::: DATASET EXTRACT :::

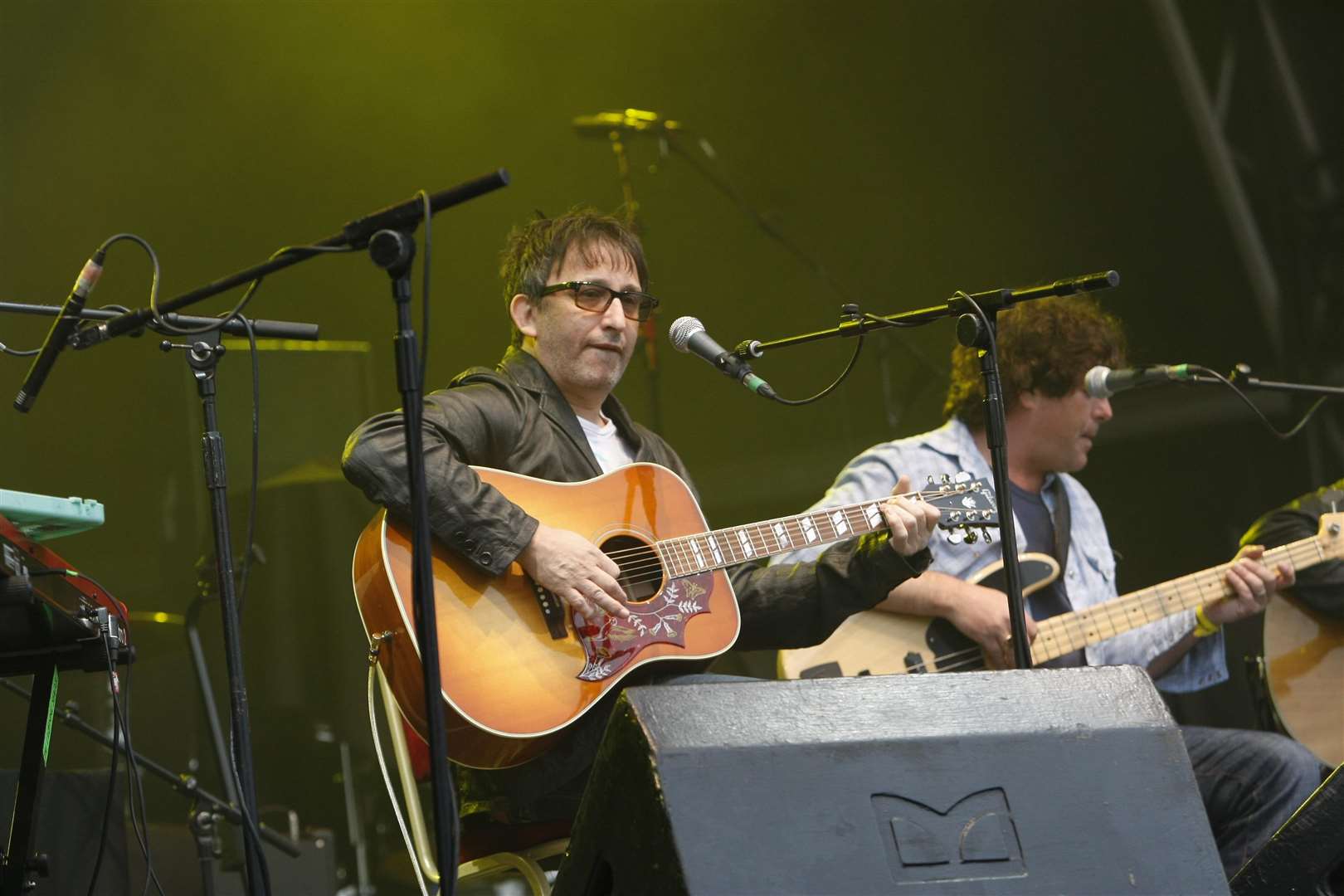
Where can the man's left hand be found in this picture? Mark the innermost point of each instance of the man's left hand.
(912, 523)
(1253, 585)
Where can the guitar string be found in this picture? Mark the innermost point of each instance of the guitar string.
(850, 511)
(973, 655)
(1153, 599)
(647, 558)
(1159, 596)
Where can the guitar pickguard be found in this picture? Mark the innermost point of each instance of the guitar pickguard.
(611, 644)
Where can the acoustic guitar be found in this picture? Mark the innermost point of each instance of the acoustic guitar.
(880, 642)
(1304, 670)
(519, 666)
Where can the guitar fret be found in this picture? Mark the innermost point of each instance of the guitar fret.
(839, 522)
(668, 561)
(696, 553)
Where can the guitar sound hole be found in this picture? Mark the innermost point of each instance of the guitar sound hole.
(641, 570)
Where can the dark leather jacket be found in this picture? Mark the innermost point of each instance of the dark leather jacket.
(515, 418)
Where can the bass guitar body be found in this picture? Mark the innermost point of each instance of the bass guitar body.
(877, 642)
(1304, 665)
(516, 664)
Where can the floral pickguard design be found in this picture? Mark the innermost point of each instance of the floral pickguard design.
(611, 644)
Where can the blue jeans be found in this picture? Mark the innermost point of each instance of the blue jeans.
(1250, 782)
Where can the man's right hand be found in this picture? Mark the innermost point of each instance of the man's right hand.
(574, 570)
(981, 614)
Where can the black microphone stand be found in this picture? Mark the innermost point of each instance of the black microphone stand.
(972, 332)
(392, 250)
(202, 820)
(203, 359)
(234, 327)
(357, 234)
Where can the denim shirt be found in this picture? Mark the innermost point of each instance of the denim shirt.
(1090, 572)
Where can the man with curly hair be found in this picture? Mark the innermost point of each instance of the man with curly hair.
(1250, 781)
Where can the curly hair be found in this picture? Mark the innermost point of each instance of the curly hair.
(1045, 345)
(537, 247)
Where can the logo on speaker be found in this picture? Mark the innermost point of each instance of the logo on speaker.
(975, 839)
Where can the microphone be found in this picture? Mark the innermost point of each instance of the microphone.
(687, 334)
(60, 334)
(631, 121)
(1103, 382)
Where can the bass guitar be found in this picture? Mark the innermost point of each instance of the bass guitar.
(879, 642)
(1304, 670)
(519, 666)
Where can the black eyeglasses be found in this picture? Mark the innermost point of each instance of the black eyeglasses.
(596, 297)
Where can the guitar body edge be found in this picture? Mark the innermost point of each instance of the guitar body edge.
(511, 687)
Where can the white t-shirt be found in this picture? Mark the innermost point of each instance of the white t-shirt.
(608, 446)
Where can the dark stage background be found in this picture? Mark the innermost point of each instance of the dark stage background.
(910, 148)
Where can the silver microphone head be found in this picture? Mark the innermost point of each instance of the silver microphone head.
(1094, 383)
(682, 331)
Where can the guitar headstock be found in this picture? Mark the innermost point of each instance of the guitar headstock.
(967, 504)
(1331, 535)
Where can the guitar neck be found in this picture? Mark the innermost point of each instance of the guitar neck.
(722, 548)
(1070, 631)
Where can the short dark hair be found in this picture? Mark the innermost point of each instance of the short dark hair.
(537, 247)
(1045, 345)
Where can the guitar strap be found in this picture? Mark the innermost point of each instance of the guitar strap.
(1062, 522)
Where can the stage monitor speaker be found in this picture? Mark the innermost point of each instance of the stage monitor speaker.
(71, 811)
(1045, 781)
(1307, 853)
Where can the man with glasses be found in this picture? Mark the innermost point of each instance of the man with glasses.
(576, 292)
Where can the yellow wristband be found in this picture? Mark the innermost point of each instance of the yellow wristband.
(1203, 627)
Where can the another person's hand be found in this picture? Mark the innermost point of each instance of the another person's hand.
(1253, 585)
(574, 570)
(912, 523)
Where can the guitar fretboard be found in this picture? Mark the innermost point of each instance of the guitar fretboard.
(719, 548)
(1069, 631)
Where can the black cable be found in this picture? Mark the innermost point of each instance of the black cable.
(1278, 434)
(721, 182)
(134, 786)
(6, 349)
(112, 777)
(164, 327)
(845, 373)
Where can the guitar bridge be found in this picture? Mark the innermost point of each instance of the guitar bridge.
(553, 610)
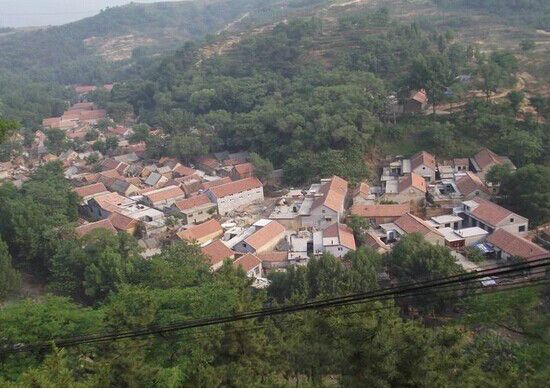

:::

Extract every line from the rows above that contains the string “curly”.

== ANSWER IN FULL ==
Where can the man with curly hair be found in this picture? Mark the innermost point of each instance of the man with curly hair.
Where can the curly hair be found in this picture? Mark the innermost point of each instance of the curly hair.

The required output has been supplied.